§ Stated task
Pick out and copy every line of the data that contains the word "green". Matching is case-sensitive.

[Input data start]

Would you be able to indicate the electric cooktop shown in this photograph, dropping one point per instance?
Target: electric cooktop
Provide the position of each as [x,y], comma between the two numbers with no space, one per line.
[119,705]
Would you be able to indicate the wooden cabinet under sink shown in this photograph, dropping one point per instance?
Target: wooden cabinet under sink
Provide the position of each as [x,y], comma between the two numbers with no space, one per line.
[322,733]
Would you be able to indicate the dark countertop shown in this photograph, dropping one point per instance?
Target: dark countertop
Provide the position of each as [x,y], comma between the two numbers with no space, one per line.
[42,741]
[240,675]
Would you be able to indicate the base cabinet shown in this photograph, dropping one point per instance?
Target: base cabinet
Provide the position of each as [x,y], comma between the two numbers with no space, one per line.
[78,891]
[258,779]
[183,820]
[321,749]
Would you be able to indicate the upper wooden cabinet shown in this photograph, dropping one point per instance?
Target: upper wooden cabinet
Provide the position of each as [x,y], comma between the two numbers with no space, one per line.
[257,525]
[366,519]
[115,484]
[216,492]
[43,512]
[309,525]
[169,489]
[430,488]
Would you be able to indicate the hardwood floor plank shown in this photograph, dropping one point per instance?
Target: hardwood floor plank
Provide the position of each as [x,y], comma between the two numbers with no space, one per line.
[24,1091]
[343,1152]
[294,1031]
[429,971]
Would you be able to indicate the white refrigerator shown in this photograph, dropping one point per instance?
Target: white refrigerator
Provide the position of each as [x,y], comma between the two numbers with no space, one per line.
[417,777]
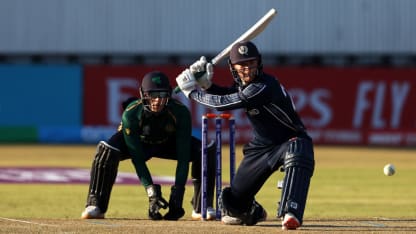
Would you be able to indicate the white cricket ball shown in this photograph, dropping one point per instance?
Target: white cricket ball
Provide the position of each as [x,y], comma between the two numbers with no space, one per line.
[389,169]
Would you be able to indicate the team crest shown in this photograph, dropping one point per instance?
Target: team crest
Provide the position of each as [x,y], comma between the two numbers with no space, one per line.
[157,80]
[170,128]
[243,50]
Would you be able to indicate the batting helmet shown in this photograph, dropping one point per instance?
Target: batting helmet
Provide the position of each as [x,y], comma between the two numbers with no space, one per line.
[243,51]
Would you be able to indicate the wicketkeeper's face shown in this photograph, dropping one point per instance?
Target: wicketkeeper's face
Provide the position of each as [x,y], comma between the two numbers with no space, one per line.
[157,100]
[247,70]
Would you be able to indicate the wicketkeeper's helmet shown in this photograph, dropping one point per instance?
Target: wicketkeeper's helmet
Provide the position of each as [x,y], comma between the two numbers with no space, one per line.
[156,83]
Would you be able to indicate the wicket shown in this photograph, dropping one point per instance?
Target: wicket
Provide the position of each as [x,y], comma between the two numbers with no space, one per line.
[218,175]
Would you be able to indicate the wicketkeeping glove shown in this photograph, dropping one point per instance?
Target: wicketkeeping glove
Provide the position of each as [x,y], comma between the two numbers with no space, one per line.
[156,201]
[175,203]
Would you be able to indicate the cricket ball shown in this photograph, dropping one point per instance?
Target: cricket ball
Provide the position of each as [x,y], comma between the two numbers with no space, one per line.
[389,170]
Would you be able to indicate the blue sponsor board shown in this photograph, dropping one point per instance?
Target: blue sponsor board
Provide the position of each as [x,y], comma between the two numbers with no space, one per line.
[33,95]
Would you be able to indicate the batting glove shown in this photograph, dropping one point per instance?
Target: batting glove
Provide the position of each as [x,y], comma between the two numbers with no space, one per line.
[203,72]
[186,82]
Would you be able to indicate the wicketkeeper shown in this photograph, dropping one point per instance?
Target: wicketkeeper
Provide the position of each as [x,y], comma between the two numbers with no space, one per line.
[154,125]
[280,138]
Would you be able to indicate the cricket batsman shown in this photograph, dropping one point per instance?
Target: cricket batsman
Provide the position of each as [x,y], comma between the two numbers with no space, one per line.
[280,139]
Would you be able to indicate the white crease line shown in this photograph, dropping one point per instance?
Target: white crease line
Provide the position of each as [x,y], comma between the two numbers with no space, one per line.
[28,222]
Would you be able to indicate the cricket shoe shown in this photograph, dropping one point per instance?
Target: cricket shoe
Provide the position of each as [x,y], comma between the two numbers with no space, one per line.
[290,222]
[210,214]
[229,220]
[92,212]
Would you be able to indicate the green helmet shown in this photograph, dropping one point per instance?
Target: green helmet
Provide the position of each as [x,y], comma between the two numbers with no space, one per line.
[155,81]
[155,84]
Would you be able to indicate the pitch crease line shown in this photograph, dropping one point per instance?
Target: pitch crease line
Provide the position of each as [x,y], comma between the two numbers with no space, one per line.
[28,222]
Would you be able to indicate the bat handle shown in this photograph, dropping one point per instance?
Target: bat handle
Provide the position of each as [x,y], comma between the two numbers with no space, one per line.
[197,75]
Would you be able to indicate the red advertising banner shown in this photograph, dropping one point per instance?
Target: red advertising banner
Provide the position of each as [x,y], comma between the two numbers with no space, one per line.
[358,106]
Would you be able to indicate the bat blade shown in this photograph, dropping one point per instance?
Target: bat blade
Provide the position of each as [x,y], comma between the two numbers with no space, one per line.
[250,34]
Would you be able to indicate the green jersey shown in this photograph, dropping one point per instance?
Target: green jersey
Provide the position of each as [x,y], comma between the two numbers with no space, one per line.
[170,128]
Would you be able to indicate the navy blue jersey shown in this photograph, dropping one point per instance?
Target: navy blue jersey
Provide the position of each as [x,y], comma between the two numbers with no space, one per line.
[267,104]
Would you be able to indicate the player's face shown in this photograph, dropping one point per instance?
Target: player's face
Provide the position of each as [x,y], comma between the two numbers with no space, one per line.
[247,70]
[157,100]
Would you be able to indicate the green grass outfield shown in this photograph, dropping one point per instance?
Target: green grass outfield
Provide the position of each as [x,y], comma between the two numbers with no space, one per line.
[348,183]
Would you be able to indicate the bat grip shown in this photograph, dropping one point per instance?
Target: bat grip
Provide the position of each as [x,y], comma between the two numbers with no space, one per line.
[197,76]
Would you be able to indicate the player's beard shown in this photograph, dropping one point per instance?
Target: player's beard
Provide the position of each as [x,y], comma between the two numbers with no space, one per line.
[156,105]
[248,76]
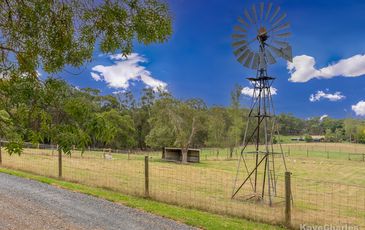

[Input data end]

§ Exercise result
Would you be able to indicate the green helmet shown in this photograph, dropping one point per instance?
Target: green helmet
Would you be able to indicate the green jersey shown in this photograph, dropping one point per instance?
Target: green jersey
Would you be able to indicate the green grass outfield shown in this photograph, dropping one point per instance?
Target: green grass outfield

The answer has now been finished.